<<<<

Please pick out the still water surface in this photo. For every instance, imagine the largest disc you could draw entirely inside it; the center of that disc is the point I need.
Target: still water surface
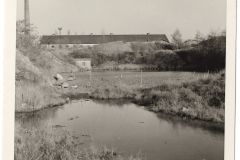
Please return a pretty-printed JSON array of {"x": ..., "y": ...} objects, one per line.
[{"x": 131, "y": 129}]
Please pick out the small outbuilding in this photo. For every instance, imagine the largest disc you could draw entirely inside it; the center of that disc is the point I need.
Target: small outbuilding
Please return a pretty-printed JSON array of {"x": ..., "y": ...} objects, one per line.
[{"x": 84, "y": 63}]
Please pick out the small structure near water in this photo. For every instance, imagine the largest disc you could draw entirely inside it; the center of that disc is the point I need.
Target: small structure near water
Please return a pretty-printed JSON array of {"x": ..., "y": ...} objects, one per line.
[{"x": 84, "y": 63}]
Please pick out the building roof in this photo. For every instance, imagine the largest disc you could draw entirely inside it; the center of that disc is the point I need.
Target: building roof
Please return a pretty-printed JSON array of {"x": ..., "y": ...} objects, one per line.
[
  {"x": 83, "y": 59},
  {"x": 98, "y": 39}
]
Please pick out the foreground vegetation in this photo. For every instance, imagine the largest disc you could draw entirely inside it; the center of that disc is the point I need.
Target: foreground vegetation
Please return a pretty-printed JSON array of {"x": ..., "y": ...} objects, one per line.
[{"x": 58, "y": 144}]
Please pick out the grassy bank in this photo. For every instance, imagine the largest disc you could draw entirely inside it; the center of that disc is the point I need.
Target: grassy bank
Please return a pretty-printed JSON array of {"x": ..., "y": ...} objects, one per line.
[
  {"x": 188, "y": 95},
  {"x": 202, "y": 99},
  {"x": 57, "y": 144},
  {"x": 33, "y": 96}
]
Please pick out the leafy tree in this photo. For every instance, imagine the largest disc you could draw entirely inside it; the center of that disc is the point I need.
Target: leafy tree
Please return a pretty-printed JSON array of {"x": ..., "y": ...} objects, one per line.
[{"x": 25, "y": 40}]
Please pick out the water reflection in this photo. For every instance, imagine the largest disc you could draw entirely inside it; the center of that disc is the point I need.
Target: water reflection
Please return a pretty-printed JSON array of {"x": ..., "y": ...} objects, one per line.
[{"x": 131, "y": 128}]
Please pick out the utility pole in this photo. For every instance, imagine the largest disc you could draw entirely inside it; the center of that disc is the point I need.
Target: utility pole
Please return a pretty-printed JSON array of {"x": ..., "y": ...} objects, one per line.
[
  {"x": 60, "y": 30},
  {"x": 26, "y": 17}
]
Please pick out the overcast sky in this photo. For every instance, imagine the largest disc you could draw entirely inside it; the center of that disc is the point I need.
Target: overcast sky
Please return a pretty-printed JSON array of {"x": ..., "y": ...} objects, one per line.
[{"x": 126, "y": 16}]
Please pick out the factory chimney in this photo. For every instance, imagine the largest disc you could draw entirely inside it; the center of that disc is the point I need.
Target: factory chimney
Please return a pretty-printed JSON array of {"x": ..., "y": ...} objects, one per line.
[{"x": 26, "y": 17}]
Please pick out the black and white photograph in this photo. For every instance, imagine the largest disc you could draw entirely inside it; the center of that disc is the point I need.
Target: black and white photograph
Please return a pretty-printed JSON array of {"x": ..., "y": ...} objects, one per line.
[{"x": 120, "y": 80}]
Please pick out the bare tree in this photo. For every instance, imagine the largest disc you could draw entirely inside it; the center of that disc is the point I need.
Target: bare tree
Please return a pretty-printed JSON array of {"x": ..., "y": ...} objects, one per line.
[
  {"x": 199, "y": 36},
  {"x": 177, "y": 38}
]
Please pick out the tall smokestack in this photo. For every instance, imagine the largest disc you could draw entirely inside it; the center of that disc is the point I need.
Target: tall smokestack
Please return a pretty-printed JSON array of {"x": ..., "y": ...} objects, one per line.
[{"x": 26, "y": 16}]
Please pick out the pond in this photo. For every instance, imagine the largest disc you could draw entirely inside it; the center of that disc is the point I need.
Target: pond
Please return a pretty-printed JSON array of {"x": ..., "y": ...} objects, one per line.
[{"x": 132, "y": 129}]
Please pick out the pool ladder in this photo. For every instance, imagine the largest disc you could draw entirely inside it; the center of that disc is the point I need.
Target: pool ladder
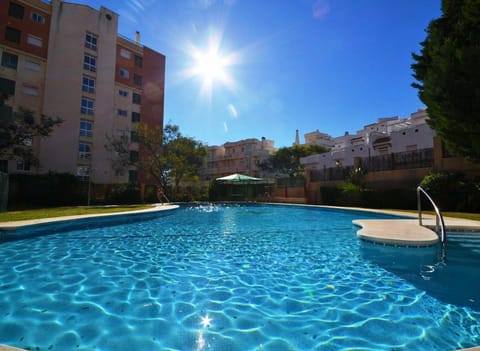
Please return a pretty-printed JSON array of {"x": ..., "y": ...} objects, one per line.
[{"x": 439, "y": 222}]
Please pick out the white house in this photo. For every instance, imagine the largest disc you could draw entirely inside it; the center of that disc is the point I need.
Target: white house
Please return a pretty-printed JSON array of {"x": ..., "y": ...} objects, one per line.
[{"x": 386, "y": 136}]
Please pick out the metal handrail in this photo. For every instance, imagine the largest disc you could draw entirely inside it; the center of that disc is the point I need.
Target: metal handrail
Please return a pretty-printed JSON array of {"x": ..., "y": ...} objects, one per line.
[{"x": 439, "y": 218}]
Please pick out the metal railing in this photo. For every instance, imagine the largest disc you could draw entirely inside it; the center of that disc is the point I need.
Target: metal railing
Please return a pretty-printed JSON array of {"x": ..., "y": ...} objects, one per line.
[{"x": 439, "y": 222}]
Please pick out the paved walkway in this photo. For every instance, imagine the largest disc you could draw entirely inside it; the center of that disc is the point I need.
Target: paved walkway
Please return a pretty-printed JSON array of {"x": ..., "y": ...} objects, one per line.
[{"x": 386, "y": 231}]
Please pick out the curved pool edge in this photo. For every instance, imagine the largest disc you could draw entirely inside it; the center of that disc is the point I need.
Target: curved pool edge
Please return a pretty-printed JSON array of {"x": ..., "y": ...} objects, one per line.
[{"x": 399, "y": 232}]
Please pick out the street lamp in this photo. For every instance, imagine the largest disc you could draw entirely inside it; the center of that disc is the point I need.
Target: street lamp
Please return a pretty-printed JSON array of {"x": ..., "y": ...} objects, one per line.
[{"x": 90, "y": 170}]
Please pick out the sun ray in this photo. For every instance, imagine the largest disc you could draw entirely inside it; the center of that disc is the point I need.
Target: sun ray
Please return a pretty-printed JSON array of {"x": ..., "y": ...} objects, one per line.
[{"x": 210, "y": 65}]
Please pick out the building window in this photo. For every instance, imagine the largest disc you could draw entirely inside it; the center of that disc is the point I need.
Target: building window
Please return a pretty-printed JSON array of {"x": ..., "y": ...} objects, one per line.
[
  {"x": 35, "y": 17},
  {"x": 23, "y": 166},
  {"x": 132, "y": 176},
  {"x": 30, "y": 90},
  {"x": 125, "y": 53},
  {"x": 87, "y": 106},
  {"x": 9, "y": 60},
  {"x": 134, "y": 156},
  {"x": 138, "y": 61},
  {"x": 91, "y": 41},
  {"x": 137, "y": 79},
  {"x": 135, "y": 117},
  {"x": 7, "y": 86},
  {"x": 13, "y": 35},
  {"x": 4, "y": 166},
  {"x": 83, "y": 172},
  {"x": 88, "y": 84},
  {"x": 84, "y": 151},
  {"x": 86, "y": 128},
  {"x": 35, "y": 41},
  {"x": 32, "y": 66},
  {"x": 124, "y": 73},
  {"x": 15, "y": 10},
  {"x": 136, "y": 98},
  {"x": 89, "y": 63}
]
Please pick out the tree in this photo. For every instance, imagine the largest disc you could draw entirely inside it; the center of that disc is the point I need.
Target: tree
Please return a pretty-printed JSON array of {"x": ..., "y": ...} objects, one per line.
[
  {"x": 165, "y": 154},
  {"x": 19, "y": 128},
  {"x": 448, "y": 77},
  {"x": 286, "y": 160}
]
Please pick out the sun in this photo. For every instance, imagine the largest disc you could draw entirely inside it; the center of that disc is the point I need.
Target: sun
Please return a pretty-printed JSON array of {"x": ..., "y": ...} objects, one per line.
[{"x": 210, "y": 66}]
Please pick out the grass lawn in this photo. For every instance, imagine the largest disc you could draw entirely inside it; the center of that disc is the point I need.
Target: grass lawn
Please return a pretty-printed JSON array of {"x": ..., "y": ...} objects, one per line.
[{"x": 65, "y": 211}]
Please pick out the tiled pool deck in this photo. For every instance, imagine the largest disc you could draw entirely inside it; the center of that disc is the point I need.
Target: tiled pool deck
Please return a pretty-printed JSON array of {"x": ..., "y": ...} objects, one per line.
[{"x": 402, "y": 232}]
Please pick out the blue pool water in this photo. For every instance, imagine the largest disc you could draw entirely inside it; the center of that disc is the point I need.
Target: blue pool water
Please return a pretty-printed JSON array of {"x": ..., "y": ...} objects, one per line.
[{"x": 236, "y": 278}]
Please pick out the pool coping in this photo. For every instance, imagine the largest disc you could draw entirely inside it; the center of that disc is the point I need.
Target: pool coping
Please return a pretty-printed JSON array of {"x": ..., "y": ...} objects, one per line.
[
  {"x": 401, "y": 232},
  {"x": 14, "y": 225}
]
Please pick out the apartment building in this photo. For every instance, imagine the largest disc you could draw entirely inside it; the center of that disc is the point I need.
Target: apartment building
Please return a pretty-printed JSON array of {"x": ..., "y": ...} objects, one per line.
[
  {"x": 241, "y": 156},
  {"x": 386, "y": 136},
  {"x": 67, "y": 60}
]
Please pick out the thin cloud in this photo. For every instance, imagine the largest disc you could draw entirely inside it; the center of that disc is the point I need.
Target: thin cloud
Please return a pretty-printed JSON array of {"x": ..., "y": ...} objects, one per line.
[
  {"x": 320, "y": 9},
  {"x": 206, "y": 3},
  {"x": 233, "y": 111}
]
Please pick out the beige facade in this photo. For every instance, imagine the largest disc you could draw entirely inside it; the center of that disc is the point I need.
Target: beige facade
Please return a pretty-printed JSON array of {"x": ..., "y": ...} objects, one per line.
[
  {"x": 86, "y": 74},
  {"x": 241, "y": 156},
  {"x": 66, "y": 95}
]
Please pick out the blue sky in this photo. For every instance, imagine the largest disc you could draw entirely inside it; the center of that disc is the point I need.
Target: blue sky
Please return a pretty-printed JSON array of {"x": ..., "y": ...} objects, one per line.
[{"x": 274, "y": 66}]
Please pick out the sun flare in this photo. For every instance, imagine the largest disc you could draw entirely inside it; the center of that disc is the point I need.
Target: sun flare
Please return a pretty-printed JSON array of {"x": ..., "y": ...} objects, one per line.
[{"x": 210, "y": 66}]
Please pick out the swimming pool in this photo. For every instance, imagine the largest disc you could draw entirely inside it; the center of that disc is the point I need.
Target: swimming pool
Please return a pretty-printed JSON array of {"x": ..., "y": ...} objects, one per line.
[{"x": 231, "y": 277}]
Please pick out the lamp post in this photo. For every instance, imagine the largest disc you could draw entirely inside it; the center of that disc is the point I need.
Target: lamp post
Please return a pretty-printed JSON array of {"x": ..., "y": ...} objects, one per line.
[{"x": 89, "y": 185}]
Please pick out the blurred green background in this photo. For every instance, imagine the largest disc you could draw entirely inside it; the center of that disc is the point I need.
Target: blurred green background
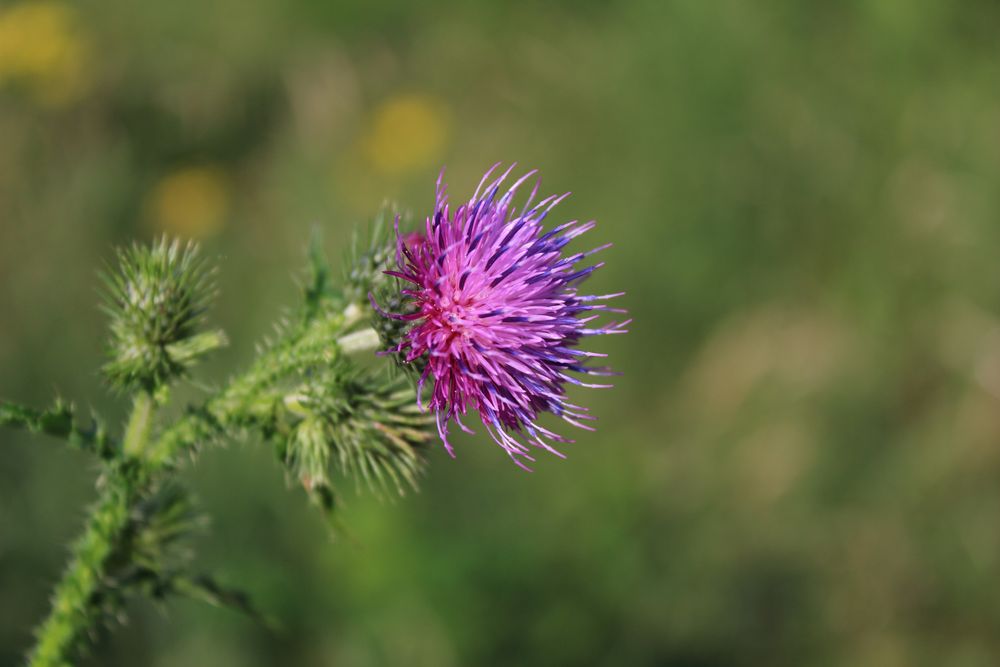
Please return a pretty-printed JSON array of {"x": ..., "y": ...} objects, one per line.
[{"x": 801, "y": 463}]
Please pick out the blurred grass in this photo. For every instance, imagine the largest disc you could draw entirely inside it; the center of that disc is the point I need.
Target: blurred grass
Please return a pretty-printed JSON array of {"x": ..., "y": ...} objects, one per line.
[{"x": 800, "y": 463}]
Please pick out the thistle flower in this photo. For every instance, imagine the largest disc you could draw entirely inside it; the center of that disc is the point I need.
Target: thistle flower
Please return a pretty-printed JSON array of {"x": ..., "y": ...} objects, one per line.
[{"x": 496, "y": 314}]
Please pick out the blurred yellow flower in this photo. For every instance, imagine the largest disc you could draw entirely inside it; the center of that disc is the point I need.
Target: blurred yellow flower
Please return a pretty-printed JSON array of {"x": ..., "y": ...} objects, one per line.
[
  {"x": 42, "y": 48},
  {"x": 192, "y": 202},
  {"x": 407, "y": 132}
]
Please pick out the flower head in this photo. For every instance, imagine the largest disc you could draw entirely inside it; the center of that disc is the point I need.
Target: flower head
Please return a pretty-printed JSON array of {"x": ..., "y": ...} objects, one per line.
[{"x": 497, "y": 316}]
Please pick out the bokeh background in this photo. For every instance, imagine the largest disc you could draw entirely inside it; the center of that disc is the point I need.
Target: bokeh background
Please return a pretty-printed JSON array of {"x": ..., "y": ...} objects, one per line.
[{"x": 801, "y": 463}]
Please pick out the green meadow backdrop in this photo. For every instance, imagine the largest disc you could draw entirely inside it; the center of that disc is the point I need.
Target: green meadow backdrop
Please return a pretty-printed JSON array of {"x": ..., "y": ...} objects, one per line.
[{"x": 801, "y": 462}]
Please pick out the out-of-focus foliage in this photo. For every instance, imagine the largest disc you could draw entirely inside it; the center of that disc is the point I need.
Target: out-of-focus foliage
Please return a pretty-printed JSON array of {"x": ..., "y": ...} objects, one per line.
[{"x": 801, "y": 462}]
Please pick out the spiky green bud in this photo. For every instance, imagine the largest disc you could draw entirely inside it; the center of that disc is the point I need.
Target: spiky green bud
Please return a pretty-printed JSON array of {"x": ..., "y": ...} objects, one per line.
[{"x": 157, "y": 301}]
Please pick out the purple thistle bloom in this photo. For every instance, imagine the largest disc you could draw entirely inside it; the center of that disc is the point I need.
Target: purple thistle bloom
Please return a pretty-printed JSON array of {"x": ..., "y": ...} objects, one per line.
[{"x": 498, "y": 316}]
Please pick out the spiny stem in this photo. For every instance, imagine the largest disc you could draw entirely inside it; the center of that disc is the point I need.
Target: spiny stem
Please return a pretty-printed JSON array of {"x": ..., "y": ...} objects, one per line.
[
  {"x": 59, "y": 421},
  {"x": 140, "y": 425},
  {"x": 65, "y": 632},
  {"x": 62, "y": 636}
]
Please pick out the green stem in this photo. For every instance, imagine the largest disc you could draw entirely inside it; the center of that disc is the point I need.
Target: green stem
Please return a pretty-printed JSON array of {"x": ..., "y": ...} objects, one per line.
[
  {"x": 75, "y": 612},
  {"x": 63, "y": 635},
  {"x": 140, "y": 425},
  {"x": 60, "y": 421}
]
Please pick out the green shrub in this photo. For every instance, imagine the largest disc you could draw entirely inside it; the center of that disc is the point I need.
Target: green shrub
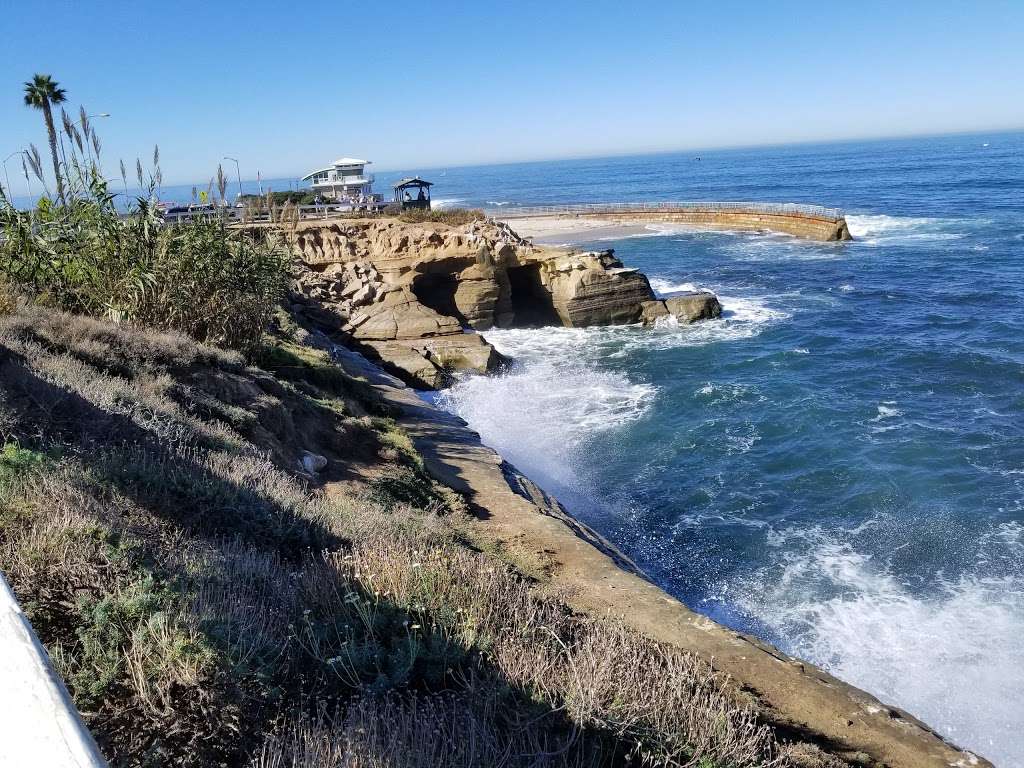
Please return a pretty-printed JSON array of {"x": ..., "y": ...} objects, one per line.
[
  {"x": 217, "y": 284},
  {"x": 451, "y": 216}
]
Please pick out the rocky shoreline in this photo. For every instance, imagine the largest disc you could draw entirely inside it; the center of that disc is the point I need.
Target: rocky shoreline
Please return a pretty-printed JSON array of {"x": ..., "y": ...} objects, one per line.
[
  {"x": 412, "y": 298},
  {"x": 512, "y": 512}
]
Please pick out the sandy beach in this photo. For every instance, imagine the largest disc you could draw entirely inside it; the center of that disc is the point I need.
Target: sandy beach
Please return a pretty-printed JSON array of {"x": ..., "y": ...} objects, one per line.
[{"x": 554, "y": 230}]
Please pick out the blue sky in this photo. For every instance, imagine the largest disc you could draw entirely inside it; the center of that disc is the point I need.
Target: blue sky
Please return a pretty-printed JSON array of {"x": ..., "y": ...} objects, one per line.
[{"x": 287, "y": 86}]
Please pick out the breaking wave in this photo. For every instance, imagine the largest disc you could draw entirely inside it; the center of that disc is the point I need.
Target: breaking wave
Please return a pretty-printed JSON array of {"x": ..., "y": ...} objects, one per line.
[{"x": 950, "y": 652}]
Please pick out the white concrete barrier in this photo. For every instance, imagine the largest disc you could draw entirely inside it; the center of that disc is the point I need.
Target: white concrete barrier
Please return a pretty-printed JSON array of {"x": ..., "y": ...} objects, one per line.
[{"x": 39, "y": 725}]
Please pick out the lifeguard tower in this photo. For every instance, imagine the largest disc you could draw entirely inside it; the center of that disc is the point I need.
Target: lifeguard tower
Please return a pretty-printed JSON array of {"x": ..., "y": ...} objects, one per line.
[{"x": 413, "y": 193}]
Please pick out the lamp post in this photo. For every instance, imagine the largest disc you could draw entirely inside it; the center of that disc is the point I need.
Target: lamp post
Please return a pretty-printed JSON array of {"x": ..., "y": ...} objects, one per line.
[{"x": 237, "y": 173}]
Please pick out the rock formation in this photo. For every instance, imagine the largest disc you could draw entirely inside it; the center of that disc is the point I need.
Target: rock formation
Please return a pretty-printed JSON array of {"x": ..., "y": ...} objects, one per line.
[
  {"x": 684, "y": 307},
  {"x": 412, "y": 295}
]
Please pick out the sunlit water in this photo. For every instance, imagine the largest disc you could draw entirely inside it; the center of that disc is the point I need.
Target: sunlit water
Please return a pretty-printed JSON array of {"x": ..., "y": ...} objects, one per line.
[{"x": 838, "y": 463}]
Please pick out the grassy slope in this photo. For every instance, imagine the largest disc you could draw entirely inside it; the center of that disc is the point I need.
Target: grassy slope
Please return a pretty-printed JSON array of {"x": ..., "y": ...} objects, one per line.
[{"x": 208, "y": 603}]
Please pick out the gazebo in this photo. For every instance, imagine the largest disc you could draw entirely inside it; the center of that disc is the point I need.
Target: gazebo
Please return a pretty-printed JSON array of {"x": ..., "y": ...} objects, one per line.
[{"x": 413, "y": 193}]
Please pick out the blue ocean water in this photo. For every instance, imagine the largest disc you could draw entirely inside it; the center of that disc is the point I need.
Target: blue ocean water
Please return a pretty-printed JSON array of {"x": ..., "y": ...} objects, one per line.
[{"x": 837, "y": 464}]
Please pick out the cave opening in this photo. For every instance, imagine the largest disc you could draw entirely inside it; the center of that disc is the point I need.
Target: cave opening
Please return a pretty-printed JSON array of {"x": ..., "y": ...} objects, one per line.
[
  {"x": 436, "y": 290},
  {"x": 530, "y": 300}
]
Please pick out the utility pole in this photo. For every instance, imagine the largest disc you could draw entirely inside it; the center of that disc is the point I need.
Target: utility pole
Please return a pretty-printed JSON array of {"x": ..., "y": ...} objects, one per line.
[{"x": 237, "y": 173}]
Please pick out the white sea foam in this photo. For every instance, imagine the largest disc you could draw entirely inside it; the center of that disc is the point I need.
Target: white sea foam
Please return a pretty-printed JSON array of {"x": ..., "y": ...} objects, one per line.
[
  {"x": 953, "y": 658},
  {"x": 664, "y": 288},
  {"x": 882, "y": 228},
  {"x": 887, "y": 410},
  {"x": 555, "y": 397}
]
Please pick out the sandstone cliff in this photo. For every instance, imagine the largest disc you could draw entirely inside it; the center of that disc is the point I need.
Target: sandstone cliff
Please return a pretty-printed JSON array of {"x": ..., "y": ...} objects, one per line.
[{"x": 414, "y": 295}]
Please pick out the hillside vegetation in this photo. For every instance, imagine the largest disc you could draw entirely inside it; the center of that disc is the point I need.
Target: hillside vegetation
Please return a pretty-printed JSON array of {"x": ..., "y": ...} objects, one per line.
[
  {"x": 209, "y": 603},
  {"x": 232, "y": 552}
]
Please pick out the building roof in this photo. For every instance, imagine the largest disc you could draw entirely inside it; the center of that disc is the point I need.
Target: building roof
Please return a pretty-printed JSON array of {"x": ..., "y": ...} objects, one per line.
[
  {"x": 414, "y": 181},
  {"x": 335, "y": 164}
]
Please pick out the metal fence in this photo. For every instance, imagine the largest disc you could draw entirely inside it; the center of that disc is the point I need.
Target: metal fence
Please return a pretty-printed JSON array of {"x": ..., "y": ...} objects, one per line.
[{"x": 772, "y": 209}]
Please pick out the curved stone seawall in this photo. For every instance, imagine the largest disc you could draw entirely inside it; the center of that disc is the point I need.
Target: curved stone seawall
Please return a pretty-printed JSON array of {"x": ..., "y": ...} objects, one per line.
[
  {"x": 811, "y": 227},
  {"x": 812, "y": 222}
]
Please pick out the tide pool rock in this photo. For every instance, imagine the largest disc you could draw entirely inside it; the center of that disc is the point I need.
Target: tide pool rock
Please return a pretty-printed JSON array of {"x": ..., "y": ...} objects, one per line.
[{"x": 685, "y": 308}]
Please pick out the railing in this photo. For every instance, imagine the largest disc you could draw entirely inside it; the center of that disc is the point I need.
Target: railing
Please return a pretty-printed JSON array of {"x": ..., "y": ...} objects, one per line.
[
  {"x": 771, "y": 209},
  {"x": 361, "y": 179},
  {"x": 39, "y": 724}
]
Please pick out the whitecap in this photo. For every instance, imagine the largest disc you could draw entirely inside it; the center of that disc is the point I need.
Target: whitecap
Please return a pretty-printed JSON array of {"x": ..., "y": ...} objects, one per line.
[
  {"x": 664, "y": 288},
  {"x": 952, "y": 657}
]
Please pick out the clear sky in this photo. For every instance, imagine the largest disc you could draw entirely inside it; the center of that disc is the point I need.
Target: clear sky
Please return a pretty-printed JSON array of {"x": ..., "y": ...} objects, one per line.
[{"x": 288, "y": 86}]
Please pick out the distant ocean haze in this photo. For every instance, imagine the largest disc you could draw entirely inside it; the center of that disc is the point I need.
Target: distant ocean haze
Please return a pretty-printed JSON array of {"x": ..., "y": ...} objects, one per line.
[{"x": 837, "y": 464}]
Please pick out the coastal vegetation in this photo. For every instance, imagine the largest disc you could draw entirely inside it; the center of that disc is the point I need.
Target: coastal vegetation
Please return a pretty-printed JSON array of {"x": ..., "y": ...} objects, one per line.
[
  {"x": 81, "y": 253},
  {"x": 450, "y": 216},
  {"x": 236, "y": 557},
  {"x": 209, "y": 604}
]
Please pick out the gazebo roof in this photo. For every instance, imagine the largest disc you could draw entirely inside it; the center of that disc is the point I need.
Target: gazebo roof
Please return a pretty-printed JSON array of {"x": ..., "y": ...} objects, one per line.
[{"x": 414, "y": 181}]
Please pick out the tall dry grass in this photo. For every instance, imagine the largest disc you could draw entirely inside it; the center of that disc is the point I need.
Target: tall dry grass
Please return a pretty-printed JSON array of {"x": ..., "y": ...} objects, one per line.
[
  {"x": 82, "y": 254},
  {"x": 208, "y": 605}
]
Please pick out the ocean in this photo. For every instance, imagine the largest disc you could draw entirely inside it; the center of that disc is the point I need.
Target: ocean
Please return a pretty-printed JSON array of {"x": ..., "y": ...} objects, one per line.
[{"x": 837, "y": 465}]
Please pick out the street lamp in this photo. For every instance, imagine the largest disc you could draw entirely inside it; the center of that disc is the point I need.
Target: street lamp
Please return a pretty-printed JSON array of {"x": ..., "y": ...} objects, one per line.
[{"x": 237, "y": 173}]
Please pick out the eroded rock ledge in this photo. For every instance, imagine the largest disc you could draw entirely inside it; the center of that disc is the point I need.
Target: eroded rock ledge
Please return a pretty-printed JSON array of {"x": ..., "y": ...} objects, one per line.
[
  {"x": 795, "y": 696},
  {"x": 413, "y": 296}
]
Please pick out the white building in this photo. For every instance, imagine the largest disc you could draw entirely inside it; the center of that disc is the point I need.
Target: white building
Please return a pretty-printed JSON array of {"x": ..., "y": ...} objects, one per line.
[{"x": 344, "y": 180}]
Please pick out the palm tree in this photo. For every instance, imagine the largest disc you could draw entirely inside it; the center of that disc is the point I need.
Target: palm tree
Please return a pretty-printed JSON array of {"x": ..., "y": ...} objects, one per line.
[{"x": 41, "y": 92}]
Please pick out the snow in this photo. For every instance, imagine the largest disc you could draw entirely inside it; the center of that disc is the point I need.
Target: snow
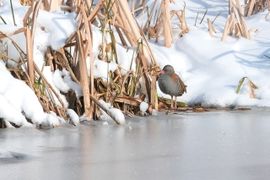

>>>>

• _Task statement_: Could you set down, word for word, only the lines above from the line with "Please pick out the sandstone" to the line with "Please pick out the metal fence", including both?

• _Expected answer_:
Please pick out the sandstone cliff in this photo. For every instance, imagine the largest disc you could draw entirely inside it; the center of that disc is the point I need.
Target: sandstone cliff
Please return a pretty-printed JSON array of {"x": ..., "y": ...} objects, one per line.
[{"x": 414, "y": 295}]
Please pick out the hillside vegetation in this photo. For every instance, imagine the largest disc you could draw entirely inside it; the center of that disc is the point I need.
Target: hillside vegetation
Please return a pretty-printed JSON array of {"x": ..., "y": ...} objects, one per line.
[
  {"x": 209, "y": 603},
  {"x": 232, "y": 552}
]
Please pick out the building roof in this photo. For every instance, imagine the largest disc you could draw entirely inside it; the center of that disc is the point I need.
Target: building roof
Please return a pretty-printed JSON array of {"x": ..., "y": ...} objects, one per line.
[
  {"x": 414, "y": 181},
  {"x": 335, "y": 164}
]
Please pick out the metal fence in this photo. For every instance, imagine the largest disc you could draw entirely inside it; the center of that disc is the point I need.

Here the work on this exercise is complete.